• [Short task]: Reproduce each line exactly, including spacing and punctuation.

════════════════

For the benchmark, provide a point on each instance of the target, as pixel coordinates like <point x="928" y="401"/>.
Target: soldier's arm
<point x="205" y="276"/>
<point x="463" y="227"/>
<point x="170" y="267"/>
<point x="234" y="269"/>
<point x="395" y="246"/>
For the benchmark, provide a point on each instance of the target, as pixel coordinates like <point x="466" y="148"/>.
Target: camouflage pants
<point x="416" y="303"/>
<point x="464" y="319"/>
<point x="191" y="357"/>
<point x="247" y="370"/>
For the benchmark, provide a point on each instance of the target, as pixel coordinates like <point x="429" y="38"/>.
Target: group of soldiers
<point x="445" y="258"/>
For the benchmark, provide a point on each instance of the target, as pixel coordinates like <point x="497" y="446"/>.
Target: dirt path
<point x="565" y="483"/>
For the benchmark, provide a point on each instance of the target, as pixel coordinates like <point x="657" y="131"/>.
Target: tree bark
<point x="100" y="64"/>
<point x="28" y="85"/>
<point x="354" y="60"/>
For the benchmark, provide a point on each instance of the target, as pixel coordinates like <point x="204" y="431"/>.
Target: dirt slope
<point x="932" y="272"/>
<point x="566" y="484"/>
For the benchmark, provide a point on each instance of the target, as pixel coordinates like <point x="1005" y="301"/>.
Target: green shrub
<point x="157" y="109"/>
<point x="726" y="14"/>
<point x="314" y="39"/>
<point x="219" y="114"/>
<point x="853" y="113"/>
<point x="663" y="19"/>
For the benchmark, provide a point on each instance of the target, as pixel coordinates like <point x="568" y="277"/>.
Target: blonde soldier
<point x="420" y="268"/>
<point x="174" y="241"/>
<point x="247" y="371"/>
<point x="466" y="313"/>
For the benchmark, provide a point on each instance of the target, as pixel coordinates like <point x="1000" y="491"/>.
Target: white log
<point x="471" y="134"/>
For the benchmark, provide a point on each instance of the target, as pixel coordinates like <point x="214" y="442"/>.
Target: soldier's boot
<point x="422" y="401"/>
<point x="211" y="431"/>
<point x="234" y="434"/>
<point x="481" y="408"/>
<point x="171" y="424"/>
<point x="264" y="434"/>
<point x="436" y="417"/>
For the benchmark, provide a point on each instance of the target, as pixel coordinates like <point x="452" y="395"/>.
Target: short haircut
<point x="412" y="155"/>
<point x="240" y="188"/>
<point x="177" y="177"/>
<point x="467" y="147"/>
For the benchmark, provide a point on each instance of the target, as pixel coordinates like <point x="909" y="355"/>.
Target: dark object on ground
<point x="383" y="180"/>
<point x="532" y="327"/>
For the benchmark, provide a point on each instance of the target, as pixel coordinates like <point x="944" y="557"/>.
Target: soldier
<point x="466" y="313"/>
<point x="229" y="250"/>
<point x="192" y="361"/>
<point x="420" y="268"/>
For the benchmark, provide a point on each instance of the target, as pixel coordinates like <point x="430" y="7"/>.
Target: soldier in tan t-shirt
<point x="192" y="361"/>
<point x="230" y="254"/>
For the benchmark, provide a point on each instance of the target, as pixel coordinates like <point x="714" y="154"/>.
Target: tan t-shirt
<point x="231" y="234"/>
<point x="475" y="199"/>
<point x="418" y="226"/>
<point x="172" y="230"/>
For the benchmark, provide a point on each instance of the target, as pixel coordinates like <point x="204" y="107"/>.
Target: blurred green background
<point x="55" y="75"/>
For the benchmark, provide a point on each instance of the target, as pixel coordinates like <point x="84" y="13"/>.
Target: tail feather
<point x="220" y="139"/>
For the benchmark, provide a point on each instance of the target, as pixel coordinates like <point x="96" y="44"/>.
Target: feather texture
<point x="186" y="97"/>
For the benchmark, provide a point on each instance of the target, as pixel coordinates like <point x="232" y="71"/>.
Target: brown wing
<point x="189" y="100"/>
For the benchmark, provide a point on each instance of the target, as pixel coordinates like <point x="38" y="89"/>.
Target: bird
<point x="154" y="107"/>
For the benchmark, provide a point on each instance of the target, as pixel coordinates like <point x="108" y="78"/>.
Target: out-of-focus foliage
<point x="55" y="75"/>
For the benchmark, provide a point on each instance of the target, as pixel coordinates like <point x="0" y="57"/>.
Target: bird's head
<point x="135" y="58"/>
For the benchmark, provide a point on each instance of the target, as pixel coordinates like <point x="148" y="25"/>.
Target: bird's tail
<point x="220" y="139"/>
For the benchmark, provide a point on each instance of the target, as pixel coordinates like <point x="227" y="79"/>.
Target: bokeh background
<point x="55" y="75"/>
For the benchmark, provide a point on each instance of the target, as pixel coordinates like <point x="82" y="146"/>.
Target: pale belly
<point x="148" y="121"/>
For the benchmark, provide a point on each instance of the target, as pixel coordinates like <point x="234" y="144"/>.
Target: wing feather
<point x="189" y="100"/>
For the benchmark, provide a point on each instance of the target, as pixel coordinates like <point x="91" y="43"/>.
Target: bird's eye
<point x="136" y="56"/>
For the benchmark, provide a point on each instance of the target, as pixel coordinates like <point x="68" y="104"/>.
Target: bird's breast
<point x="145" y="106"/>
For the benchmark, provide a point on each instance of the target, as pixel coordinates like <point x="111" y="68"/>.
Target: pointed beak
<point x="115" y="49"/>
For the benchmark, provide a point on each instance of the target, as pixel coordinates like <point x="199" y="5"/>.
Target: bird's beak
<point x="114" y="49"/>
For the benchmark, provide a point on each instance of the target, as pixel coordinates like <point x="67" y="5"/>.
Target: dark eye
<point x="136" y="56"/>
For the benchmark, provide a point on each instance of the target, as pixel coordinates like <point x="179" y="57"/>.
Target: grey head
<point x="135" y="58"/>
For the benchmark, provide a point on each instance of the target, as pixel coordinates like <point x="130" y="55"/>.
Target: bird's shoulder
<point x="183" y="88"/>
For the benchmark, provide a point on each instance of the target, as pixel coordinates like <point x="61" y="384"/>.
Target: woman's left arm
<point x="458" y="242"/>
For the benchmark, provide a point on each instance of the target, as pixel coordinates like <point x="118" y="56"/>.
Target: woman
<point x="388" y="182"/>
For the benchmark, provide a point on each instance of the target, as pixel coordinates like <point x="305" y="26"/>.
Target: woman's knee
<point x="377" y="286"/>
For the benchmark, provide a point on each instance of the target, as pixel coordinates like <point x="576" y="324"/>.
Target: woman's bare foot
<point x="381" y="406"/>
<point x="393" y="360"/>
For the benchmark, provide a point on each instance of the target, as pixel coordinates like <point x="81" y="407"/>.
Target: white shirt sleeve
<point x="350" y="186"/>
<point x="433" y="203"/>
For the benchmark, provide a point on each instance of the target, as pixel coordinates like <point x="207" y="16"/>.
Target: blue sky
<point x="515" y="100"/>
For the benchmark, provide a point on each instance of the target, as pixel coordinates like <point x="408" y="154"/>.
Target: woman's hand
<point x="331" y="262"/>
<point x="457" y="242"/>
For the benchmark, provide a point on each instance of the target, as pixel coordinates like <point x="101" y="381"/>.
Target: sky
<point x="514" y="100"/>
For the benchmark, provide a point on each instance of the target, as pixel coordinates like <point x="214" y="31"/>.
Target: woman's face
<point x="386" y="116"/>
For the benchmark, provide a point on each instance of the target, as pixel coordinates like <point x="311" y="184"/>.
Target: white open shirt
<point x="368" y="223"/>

════════════════

• [Full answer]:
For the benchmark, provide a point on each instance of the target, as pixel coordinates like <point x="928" y="401"/>.
Target: soldier's arm
<point x="205" y="276"/>
<point x="463" y="227"/>
<point x="170" y="267"/>
<point x="234" y="269"/>
<point x="395" y="246"/>
For the benchmark, provide a point on each instance of the target, as pixel coordinates like <point x="466" y="148"/>.
Target: camouflage pants
<point x="416" y="303"/>
<point x="464" y="319"/>
<point x="191" y="357"/>
<point x="247" y="370"/>
For the benchmark, provide a point on each instance of the target, as pixel coordinates like <point x="429" y="38"/>.
Target: group of soldiers
<point x="445" y="258"/>
For the benchmark, provide a point on each instance of the target, as pixel coordinates like <point x="497" y="446"/>.
Target: dirt path
<point x="565" y="483"/>
For the benchmark, provide a point on each instance of the target, as pixel coordinates like <point x="657" y="131"/>.
Target: tree bark
<point x="100" y="64"/>
<point x="28" y="85"/>
<point x="354" y="60"/>
For the benchmark, provide a point on each instance of the target, as pixel coordinates like <point x="204" y="431"/>.
Target: dirt slope
<point x="932" y="272"/>
<point x="566" y="484"/>
For the benchmark, provide a point on each instance of the target, as pixel coordinates like <point x="1005" y="301"/>.
Target: green shrub
<point x="157" y="109"/>
<point x="726" y="14"/>
<point x="314" y="39"/>
<point x="219" y="114"/>
<point x="853" y="113"/>
<point x="663" y="19"/>
For the benchmark, provide a point on each instance of the target, as pixel coordinates like <point x="568" y="277"/>.
Target: blonde soldier
<point x="420" y="268"/>
<point x="174" y="241"/>
<point x="247" y="371"/>
<point x="466" y="313"/>
For the benchmark, provide a point on each instance of the target, as pixel coordinates like <point x="1000" y="491"/>.
Target: white log
<point x="471" y="134"/>
For the benchmark, provide a point on each instance of the target, as pixel coordinates like <point x="214" y="442"/>.
Target: soldier's boot
<point x="422" y="401"/>
<point x="211" y="431"/>
<point x="234" y="434"/>
<point x="481" y="408"/>
<point x="171" y="424"/>
<point x="264" y="434"/>
<point x="436" y="417"/>
For the benchmark, provide a point on each instance of the target, as pixel coordinates like <point x="452" y="395"/>.
Target: short haircut
<point x="412" y="155"/>
<point x="240" y="188"/>
<point x="177" y="177"/>
<point x="467" y="147"/>
For the benchmark, provide a point on each instance of the target, as pixel coordinates like <point x="909" y="355"/>.
Target: dark object on ground
<point x="383" y="180"/>
<point x="532" y="327"/>
For the benchmark, provide a point on each instance of the target, as pixel coordinates like <point x="944" y="557"/>.
Target: soldier
<point x="466" y="313"/>
<point x="229" y="250"/>
<point x="192" y="361"/>
<point x="420" y="268"/>
For the benchmark, provide a point on each instance of the target, as pixel coordinates like <point x="430" y="7"/>.
Target: soldier in tan t-shirt
<point x="192" y="361"/>
<point x="230" y="254"/>
For the benchmark, provide a point on each instance of the target, as pixel coordinates like <point x="714" y="154"/>.
Target: tan t-shirt
<point x="231" y="234"/>
<point x="475" y="199"/>
<point x="418" y="226"/>
<point x="172" y="230"/>
For the benchmark, provide a point on each instance of the target, as pixel coordinates like <point x="204" y="107"/>.
Target: blurred green background
<point x="55" y="75"/>
For the benchmark, provide a point on each instance of the target, as pixel coordinates like <point x="84" y="13"/>.
Target: tail feather
<point x="220" y="139"/>
For the benchmark, provide a point on each instance of the target, as pixel coordinates like <point x="96" y="44"/>.
Target: feather texture
<point x="186" y="97"/>
For the benchmark, provide a point on each instance of the target, as pixel coordinates like <point x="232" y="71"/>.
Target: brown wing
<point x="189" y="100"/>
For the benchmark, provide a point on each instance of the target, as pixel coordinates like <point x="38" y="89"/>.
Target: bird
<point x="154" y="107"/>
For the benchmark, provide a point on each instance of the target, as pixel coordinates like <point x="108" y="78"/>.
Target: out-of-focus foliage
<point x="55" y="75"/>
For the benchmark, provide a point on each instance of the target, as pixel coordinates like <point x="0" y="57"/>.
Target: bird's head
<point x="135" y="58"/>
For the benchmark, provide a point on each instance of the target, as pixel coordinates like <point x="148" y="25"/>.
Target: bird's tail
<point x="220" y="139"/>
For the benchmark, provide a point on each instance of the target, as pixel coordinates like <point x="227" y="79"/>.
Target: bokeh background
<point x="55" y="75"/>
For the benchmark, provide a point on each instance of the target, as pixel coordinates like <point x="82" y="146"/>.
Target: pale belly
<point x="148" y="121"/>
For the benchmark, provide a point on each instance of the target, as pixel coordinates like <point x="234" y="144"/>.
Target: wing feather
<point x="189" y="100"/>
For the benchmark, provide a point on each instance of the target, as pixel coordinates like <point x="91" y="43"/>.
Target: bird's eye
<point x="136" y="56"/>
For the benchmark, provide a point on each instance of the target, as pixel coordinates like <point x="68" y="104"/>.
Target: bird's breast
<point x="145" y="106"/>
For the benchmark, provide a point on each instance of the target, as pixel coordinates like <point x="111" y="68"/>.
Target: pointed beak
<point x="115" y="49"/>
For the benchmark, provide a point on each instance of the target, as pixel coordinates like <point x="199" y="5"/>.
Target: bird's beak
<point x="114" y="49"/>
For the benchmark, provide a point on each instance of the target, as pixel coordinates like <point x="67" y="5"/>.
Target: dark eye
<point x="136" y="56"/>
For the benchmark, provide a point on each instance of the target, as pixel coordinates like <point x="179" y="57"/>.
Target: grey head
<point x="135" y="58"/>
For the benchmark, provide a point on each instance of the target, as pixel coordinates like <point x="130" y="55"/>.
Target: bird's shoulder
<point x="183" y="88"/>
For the benchmark, provide a point on each instance of the target, as pixel coordinates like <point x="61" y="384"/>.
Target: woman's left arm
<point x="458" y="242"/>
For the benchmark, provide a point on each instance of the target, as pixel coordinates like <point x="118" y="56"/>.
Target: woman
<point x="388" y="182"/>
For the benchmark, provide a point on each instance of the target, as pixel coordinates like <point x="305" y="26"/>.
Target: woman's knee
<point x="377" y="286"/>
For the benchmark, provide a point on each instance of the target, as pixel coordinates like <point x="576" y="324"/>.
Target: woman's bare foot
<point x="381" y="406"/>
<point x="393" y="360"/>
For the benchmark, provide a point on each instance of the target, as pixel coordinates like <point x="81" y="407"/>.
Target: white shirt sleeve
<point x="350" y="186"/>
<point x="433" y="203"/>
For the benchmark, provide a point on each instance of the target, as pixel coordinates like <point x="207" y="16"/>.
Target: blue sky
<point x="515" y="100"/>
For the benchmark, provide a point on each instance of the target, as pixel coordinates like <point x="408" y="154"/>.
Target: woman's hand
<point x="331" y="262"/>
<point x="457" y="242"/>
For the benchmark, provide a point on each instance of the target, as pixel coordinates like <point x="101" y="381"/>.
Target: sky
<point x="514" y="100"/>
For the benchmark, provide a point on each instance of the target, as pixel coordinates like <point x="214" y="31"/>.
Target: woman's face
<point x="386" y="116"/>
For the benchmark, provide a point on each instance of the target, as pixel coordinates like <point x="311" y="184"/>.
Target: white open shirt
<point x="368" y="223"/>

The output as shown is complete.